• Extrait à lire

Nouvelle orthographe

Peut-on toucher à l'orthographe ?

nouvelle ortho

Le 6 décembre 1990 - fête des enfants en Belgique - le journal officiel de la République française publiait un décret proposant au citoyen des rectifications à l'orthographe française.

Cet aménagement avait été étudié par une commission où étaient représentés les pouvoirs publics, de grands linguistes et philologues mais aussi les principaux éditeurs de dictionnaires, les enseignants et les usagers. Les pays francophones avaient été consultés. L'Académie française avait donné son aval : à l'unanimité. Pour la première fois depuis 175 ans, les francophones procédaient donc à une mise à jour réfléchie de leur système d'écriture.

Bien préparé en amont, le nécessaire travail d'explication, à mener en aval, fut pris à la légère. D'où une levée de boucliers et un flot de désinformation : on n'allait plus pouvoir lire les livres du passé ; on allait droit vers la hideuse écriture phonétique (alors que le mécanisme de base de notre écriture actuelle est déjà le phonétisme, un phonétisme qu'on peut améliorer) ; on nivelait par le bas en offrant une prime à la facilité ; on allait brader notre mémoire en faisant fi de l' étymologie...

• Liste des lignes
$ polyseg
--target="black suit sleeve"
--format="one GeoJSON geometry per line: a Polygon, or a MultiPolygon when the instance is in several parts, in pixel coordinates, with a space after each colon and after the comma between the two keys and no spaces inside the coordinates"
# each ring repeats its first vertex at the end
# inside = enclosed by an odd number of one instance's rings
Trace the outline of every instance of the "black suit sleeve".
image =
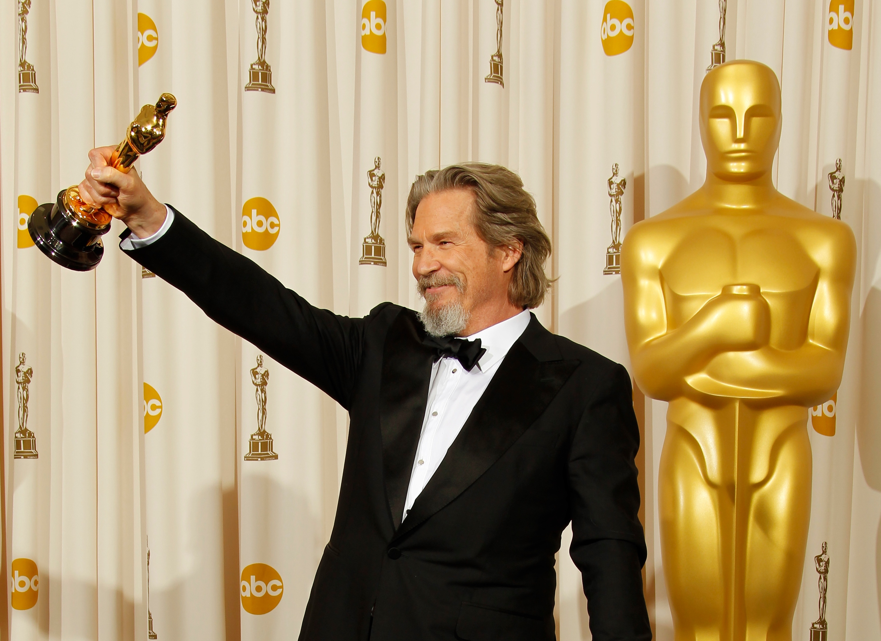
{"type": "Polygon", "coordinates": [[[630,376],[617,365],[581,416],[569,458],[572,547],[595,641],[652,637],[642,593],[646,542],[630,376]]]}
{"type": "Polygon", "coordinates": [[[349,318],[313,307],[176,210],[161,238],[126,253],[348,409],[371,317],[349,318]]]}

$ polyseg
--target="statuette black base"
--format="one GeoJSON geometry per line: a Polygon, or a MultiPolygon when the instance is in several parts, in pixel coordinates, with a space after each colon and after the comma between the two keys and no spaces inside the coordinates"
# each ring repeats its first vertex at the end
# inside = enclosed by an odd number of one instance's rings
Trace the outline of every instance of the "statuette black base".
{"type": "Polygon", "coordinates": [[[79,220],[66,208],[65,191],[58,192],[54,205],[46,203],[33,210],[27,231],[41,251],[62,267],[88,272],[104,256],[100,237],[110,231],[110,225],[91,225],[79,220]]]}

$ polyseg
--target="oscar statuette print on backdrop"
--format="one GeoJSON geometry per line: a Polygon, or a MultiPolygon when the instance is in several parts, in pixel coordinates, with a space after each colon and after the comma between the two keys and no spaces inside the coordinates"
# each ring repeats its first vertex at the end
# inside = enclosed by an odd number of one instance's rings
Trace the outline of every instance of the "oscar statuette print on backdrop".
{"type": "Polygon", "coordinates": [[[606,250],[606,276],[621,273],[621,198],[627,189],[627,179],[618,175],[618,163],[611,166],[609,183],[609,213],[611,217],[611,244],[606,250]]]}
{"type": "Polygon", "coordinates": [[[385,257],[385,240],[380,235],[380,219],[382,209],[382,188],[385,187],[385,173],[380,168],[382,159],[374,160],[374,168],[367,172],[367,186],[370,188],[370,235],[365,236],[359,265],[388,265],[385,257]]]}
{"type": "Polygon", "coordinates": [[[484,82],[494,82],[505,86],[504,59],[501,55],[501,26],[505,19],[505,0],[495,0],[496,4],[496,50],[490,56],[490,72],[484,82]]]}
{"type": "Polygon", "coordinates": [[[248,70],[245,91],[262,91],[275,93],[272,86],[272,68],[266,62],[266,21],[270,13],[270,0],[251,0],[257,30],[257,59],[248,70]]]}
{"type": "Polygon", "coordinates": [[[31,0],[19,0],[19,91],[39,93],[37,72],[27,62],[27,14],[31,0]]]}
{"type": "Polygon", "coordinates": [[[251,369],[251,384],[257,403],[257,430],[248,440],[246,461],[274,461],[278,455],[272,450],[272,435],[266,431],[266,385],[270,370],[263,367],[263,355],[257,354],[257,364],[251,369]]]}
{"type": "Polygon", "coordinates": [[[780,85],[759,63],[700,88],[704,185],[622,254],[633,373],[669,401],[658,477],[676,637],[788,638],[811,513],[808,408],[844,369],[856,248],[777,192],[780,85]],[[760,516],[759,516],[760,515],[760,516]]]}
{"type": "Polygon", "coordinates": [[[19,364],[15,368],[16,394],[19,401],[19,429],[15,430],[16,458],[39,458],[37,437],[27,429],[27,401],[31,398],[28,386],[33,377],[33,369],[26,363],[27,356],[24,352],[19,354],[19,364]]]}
...
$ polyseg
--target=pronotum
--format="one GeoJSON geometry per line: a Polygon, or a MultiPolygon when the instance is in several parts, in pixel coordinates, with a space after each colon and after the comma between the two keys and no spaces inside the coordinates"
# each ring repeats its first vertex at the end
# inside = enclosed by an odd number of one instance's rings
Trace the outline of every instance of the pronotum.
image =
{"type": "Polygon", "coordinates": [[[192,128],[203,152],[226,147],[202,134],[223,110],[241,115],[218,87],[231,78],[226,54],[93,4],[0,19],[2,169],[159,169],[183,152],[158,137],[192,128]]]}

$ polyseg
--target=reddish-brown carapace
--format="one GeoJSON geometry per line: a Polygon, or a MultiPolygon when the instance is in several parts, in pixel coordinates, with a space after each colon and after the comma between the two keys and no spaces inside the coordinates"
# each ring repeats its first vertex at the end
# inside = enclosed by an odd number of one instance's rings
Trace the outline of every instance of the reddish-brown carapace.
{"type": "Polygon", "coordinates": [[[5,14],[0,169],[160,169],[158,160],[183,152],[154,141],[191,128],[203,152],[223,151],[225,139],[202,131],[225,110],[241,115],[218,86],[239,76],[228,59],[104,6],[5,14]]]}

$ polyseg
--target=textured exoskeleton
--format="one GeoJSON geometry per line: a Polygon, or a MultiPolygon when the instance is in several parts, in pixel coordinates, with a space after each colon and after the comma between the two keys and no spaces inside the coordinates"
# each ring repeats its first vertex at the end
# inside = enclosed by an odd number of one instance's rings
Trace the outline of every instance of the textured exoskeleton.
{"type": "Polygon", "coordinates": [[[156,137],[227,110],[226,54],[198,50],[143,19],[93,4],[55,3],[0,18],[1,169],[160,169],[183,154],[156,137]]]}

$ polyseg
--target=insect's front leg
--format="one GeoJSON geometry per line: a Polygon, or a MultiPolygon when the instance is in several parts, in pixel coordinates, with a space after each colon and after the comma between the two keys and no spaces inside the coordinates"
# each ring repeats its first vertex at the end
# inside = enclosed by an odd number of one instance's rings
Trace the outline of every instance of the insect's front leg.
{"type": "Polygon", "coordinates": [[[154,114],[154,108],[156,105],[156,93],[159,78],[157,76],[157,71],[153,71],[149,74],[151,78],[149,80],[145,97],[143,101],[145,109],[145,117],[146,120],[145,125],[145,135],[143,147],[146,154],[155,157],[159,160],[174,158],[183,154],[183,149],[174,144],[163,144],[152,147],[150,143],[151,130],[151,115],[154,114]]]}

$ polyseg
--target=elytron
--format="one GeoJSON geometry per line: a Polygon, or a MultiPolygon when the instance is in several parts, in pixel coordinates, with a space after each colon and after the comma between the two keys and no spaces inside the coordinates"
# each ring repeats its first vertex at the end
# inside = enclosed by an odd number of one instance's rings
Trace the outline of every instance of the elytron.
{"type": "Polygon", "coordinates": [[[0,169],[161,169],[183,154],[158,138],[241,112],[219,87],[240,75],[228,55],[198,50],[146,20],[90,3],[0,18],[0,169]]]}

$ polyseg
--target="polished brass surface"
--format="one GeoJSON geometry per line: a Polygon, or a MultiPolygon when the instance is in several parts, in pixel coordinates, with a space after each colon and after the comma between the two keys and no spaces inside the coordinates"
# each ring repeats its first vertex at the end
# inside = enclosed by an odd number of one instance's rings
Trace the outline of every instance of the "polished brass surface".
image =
==
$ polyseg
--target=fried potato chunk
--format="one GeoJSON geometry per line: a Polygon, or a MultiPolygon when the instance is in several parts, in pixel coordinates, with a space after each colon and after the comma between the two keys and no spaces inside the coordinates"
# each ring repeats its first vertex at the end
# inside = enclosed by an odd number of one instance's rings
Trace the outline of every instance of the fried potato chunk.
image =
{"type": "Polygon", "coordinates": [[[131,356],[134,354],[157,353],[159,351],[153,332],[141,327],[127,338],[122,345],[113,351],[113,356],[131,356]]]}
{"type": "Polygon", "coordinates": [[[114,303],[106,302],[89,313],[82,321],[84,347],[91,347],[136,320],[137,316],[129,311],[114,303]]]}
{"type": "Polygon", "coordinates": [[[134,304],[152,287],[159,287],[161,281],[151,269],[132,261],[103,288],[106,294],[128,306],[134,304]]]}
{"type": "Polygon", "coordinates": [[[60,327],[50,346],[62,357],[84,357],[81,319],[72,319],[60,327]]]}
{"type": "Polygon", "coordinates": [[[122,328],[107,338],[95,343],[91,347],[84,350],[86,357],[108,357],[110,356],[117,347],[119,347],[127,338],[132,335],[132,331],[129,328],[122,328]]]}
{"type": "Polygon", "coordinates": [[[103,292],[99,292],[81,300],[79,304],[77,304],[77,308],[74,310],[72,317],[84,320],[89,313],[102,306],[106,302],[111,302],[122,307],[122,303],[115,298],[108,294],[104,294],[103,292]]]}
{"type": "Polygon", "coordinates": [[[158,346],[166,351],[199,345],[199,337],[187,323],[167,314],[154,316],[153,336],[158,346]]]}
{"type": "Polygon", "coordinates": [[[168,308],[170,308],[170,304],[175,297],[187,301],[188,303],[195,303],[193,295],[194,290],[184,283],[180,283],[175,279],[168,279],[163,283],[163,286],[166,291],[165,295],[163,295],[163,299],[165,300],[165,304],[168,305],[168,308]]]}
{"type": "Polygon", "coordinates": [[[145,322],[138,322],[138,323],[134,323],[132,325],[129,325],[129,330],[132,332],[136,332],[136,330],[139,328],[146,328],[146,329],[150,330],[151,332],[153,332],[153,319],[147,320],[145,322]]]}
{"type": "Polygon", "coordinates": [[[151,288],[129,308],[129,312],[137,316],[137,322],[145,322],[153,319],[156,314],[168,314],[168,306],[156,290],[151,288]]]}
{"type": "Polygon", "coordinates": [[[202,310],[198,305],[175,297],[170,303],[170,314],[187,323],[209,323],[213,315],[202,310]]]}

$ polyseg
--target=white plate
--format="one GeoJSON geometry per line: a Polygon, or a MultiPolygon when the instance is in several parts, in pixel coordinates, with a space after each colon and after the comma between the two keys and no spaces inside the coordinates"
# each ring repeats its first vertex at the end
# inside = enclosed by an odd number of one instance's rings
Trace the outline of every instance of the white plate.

• Consigne
Rédigez la suite du texte sur les rectifications orthographiques de 1990, en partant de sa dernière phrase. Les lignes ne jouent aucun rôle dans ce travail.

• Production attendue
Toutes ces craintes, on les a réentendues récemment s'exprimer en Belgique, après que les Ministres chargés de la formation, désireux d'épargner hésitations et incertitudes aux enseignants, les invitèrent à user en priorité des formes rectifiées.

Nombre de ces arguments sont risibles, quand ils ne sont pas irresponsables. Non, l'orthographe n'a guère de valeur étymologique (vous écrivez « poids » avec « ds » parce que jadis des cuistres ont cru que ce mot, descendant de « pensum »  venait de « pondus » ; vous écrivez « rythme » et non le « rhythme » qu'aurait voulu l'étymologie ; et si l'écriture doit refléter l'histoire de la langue, alors pourquoi ne pas écrire « pratarie » et non « prairie » ? ou, mieux, pourquoi ne pas écrire carrément en latin, et prononcer la phrase française correspondante ? Et de toute manière, savoir écrire le français doit-il être un droit de tout francophone, ou est-ce un luxe réservé aux hellénistes et aux latinistes ?) Non, nos enseignants ne sont pas des irresponsables soucieux de facilité : il savent que la maitrise d'une langue demande du travail, quelle que soit son mode d'écriture. Non, l'orthographe rectifiée ne mettra pas nos livres au pilon (et on lit de toute manière déjà les auteurs anciens dans une graphie modernisée). Car l'émondage proposé est si léger que les lecteurs de la presse belge, qui ont eu ces derniers jours la possibilité d'actionner un bouton leur permettant de lire le site de leur quotidien en « nouvelle orthographe », auront été bien déçus s'ils s'attendaient à de spectaculaires monstruosités : une ou deux légères modifications par page tout au plus, passant inaperçues, comme elles passeront inaperçues dans mes lignes.

Mais alors, quel peut donc être l'intérêt d'un toilettage aussi léger ?

J'en vois deux.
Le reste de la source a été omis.